◆ **Aim**: Begin at the line that has "For every instance of the green shrub" and stop after the end of the records. Give that part as a two-column CSV with the columns task and answer: each row holds a task's full text under task and all of its points under answer, with every field in quotes and line breaks turned into spaces.

◆ **Dataset records about object locations**:
┄┄┄┄┄┄┄┄┄┄
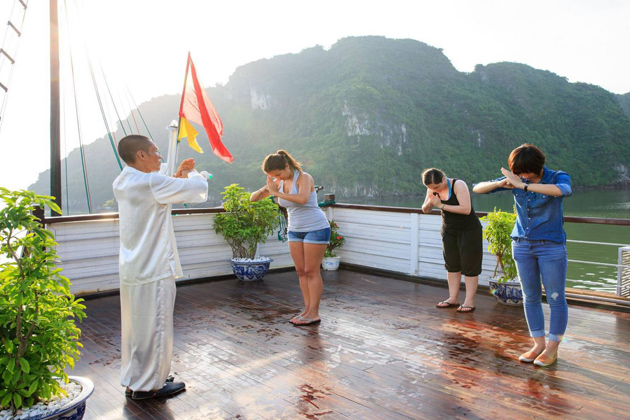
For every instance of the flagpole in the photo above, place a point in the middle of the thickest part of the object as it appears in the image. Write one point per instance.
(172, 148)
(175, 128)
(55, 147)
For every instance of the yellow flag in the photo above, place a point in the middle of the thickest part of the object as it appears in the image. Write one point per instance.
(188, 131)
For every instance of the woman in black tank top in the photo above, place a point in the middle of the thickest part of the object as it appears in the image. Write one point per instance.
(462, 244)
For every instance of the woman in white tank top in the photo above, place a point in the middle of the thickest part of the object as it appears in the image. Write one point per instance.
(309, 230)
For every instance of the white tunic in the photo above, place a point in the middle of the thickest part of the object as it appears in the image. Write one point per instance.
(148, 251)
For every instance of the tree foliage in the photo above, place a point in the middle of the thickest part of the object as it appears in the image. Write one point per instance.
(38, 334)
(499, 226)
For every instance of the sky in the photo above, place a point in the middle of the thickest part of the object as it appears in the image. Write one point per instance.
(142, 47)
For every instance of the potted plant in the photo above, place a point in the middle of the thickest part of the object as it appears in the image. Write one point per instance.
(503, 285)
(38, 335)
(331, 260)
(244, 225)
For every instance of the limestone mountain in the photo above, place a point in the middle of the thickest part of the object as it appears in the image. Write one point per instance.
(366, 116)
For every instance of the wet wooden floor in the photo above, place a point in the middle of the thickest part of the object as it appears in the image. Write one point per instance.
(383, 351)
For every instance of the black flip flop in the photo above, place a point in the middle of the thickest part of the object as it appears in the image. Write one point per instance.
(309, 322)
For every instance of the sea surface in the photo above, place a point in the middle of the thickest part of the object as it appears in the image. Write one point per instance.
(604, 240)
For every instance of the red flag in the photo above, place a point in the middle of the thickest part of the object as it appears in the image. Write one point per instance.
(196, 107)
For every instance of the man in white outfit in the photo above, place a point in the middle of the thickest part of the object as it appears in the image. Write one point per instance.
(149, 263)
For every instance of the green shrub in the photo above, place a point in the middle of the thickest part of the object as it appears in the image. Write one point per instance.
(497, 232)
(336, 240)
(37, 330)
(245, 223)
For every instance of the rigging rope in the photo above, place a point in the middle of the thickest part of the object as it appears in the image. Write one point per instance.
(18, 32)
(138, 110)
(86, 182)
(112, 99)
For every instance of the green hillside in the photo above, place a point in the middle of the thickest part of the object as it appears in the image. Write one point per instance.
(368, 115)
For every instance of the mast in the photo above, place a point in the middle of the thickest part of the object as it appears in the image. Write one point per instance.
(55, 148)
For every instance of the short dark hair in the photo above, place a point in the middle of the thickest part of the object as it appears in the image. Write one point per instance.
(433, 176)
(128, 147)
(526, 159)
(279, 160)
┄┄┄┄┄┄┄┄┄┄
◆ **Solved exercise**:
task,answer
"For every instance of the green shrub in the photo above, place a point in the middle of the thickest part of the object as it appears in the image. Write one point per instance.","(497, 232) (336, 240) (37, 330) (245, 223)"
"For every instance of the rigging rope in the photo above, place a point in the middle of the thickest part of the object as it appears in the image. Write one point per instance.","(18, 32) (138, 110) (86, 182) (112, 99)"
"For every instance of the green hillside in the photo above, place a point in the middle of the thickest part of the object as it appears in the image. Write one point per instance.","(368, 115)"
"For every instance of the mast in the photo above, place a point in the middle of the thickest part of the object as it appears in the image. Write one point per instance.","(55, 148)"
"For every instance of the short dark hair in the photo above, place a point in the middle of the thickest part of the object as it appears in the image. Write one point per instance.","(433, 176) (128, 147) (526, 159) (279, 160)"